Task prompt >>
Copy out each record below, exactly as given.

(Stored data entries)

==============================

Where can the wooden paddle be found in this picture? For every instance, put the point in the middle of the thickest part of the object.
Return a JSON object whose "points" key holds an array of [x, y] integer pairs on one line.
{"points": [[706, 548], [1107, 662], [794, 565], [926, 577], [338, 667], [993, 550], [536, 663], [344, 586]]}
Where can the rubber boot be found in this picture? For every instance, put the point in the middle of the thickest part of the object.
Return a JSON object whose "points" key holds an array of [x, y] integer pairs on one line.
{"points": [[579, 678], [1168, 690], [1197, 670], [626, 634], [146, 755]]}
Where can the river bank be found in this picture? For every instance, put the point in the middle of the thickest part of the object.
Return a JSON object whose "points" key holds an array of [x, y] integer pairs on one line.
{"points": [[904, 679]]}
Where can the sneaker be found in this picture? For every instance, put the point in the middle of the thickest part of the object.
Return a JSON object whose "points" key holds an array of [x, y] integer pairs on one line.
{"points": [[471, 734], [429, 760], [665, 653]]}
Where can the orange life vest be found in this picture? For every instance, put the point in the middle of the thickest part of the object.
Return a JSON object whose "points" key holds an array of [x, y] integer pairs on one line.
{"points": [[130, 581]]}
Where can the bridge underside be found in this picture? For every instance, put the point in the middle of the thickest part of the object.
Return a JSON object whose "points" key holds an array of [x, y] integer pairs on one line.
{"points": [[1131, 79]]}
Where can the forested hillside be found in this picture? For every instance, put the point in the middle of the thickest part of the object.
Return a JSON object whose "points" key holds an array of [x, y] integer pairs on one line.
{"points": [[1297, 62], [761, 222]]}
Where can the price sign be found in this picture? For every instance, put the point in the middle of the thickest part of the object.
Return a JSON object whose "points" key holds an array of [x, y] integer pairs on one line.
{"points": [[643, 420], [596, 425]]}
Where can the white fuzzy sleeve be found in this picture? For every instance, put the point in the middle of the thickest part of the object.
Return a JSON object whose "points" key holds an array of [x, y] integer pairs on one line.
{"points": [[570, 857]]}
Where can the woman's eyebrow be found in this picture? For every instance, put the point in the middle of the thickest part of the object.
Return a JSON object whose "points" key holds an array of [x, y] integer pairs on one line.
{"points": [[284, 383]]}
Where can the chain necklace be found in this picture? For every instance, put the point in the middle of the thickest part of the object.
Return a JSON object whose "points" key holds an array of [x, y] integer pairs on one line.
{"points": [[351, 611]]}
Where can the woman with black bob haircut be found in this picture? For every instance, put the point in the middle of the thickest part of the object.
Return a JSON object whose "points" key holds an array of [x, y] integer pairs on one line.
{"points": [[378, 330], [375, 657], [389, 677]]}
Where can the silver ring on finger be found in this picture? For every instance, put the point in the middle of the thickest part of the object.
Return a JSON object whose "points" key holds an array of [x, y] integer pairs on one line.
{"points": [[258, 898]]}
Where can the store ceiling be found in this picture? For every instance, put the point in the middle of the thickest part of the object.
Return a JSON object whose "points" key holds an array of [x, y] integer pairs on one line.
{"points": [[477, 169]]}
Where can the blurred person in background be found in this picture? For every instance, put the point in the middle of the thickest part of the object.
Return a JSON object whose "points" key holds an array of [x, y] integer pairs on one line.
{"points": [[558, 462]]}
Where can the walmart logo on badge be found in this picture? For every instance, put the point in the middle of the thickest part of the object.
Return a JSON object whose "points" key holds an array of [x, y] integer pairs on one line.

==============================

Result >>
Where can the wooden paddle be found in this picture? For every instance, put the point in the middle of the thickest part of the object.
Return a JSON object whose "points" key holds an array of [x, y] integer pairs on one line.
{"points": [[706, 548], [1107, 662], [794, 565], [926, 577], [338, 667], [993, 550], [536, 663], [344, 586]]}
Where can the rubber boot be found in this picture? For every instance, put the point in the middle of the thickest part of the object.
Return a JSON object whose "points" key holds an array of [x, y] integer pairs on one line.
{"points": [[579, 678], [1168, 690], [1197, 670], [626, 634], [146, 755]]}
Where can the river bank be found in this picture? For every instance, put the point in the middle of the thickest part of the object.
Return a JSON object whose "points" key holds an array of [x, y] integer pairs on one line.
{"points": [[904, 679]]}
Where can the sneaker be found in this picture? For every instance, put the point in the middle of the thickest part of the object.
Return a JSON object whose "points" key holds an array of [x, y] integer pairs on one line.
{"points": [[471, 734], [429, 760], [665, 653]]}
Where can the orange life vest be found in this picture? For every instance, put the point in the middle of the thickest part of the object.
Return a JSON object whose "points" key holds an array of [x, y] integer pairs on one line.
{"points": [[130, 581]]}
Where can the bridge underside be found in this picture? For every instance, put the point in the middle of the thickest part of the object.
Return a JSON object whose "points" key holds an array of [x, y] integer pairs on one line.
{"points": [[1131, 79]]}
Where can the forested hillside be found in this picture? For every instance, put the point in the middle of the thickest part of the object.
Return a JSON object whose "points" key holds an array of [x, y] integer pairs on one line.
{"points": [[1297, 62], [761, 222]]}
Where can the price sign be found in this picture? For every instance, put the point in the middle of the thickest part of the object.
Return a JSON object whose "points" key holds an array of [x, y] integer pairs on one line.
{"points": [[643, 420], [596, 425]]}
Where can the white fuzzy sleeve be found in this picture? For every instance, put the point in the middle of the thickest part of the object.
Return a JSON object whose "points" key holds an array of [x, y] integer pairs on one line.
{"points": [[570, 857]]}
Where can the woman's eyebrow be found in this picture? For every instance, put the point in the middle of the thickest part of the object.
Return a JSON object whose "points" key holds an array of [x, y] integer pairs on one line.
{"points": [[284, 383]]}
Where can the chain necklace be found in this picture? For every instance, put the point in the middle of the thickest part of the object.
Return a JSON object whose "points" key holds an array of [x, y] integer pairs on one line.
{"points": [[351, 611]]}
Where can the woman with black bob haircut be found in this picture? For every instance, put the point in the middle of the thickest part of the object.
Return a JSON object whose "points" key holds an array of [x, y] integer pairs on one line.
{"points": [[378, 330], [375, 657], [389, 677]]}
Where can the silver ring on finger be found in this picture? For every instance, put the point in the middle of the thickest part of the object.
Return a JSON object whose "points" key holds an array of [x, y] integer pairs on one line.
{"points": [[258, 898]]}
Where can the store ceiling be found in this picture? For every instance, put the point in the middle of the thickest part of the object.
Return a JSON object whose "points" key holds an array of [x, y] integer pairs on one line.
{"points": [[477, 169]]}
Where can the blurred person in background be found in this picture? For every instance, put the point in the middle of the thickest part of the object.
Return a JSON object whose "points" key holds an array of [x, y] integer pairs on one line.
{"points": [[558, 462]]}
Where can the walmart logo on badge be found in this picture? For every instance, put the point in the middle of the thickest part of the object.
Return a JSON object whose "points" key holds an array of [x, y] integer pairs on one line.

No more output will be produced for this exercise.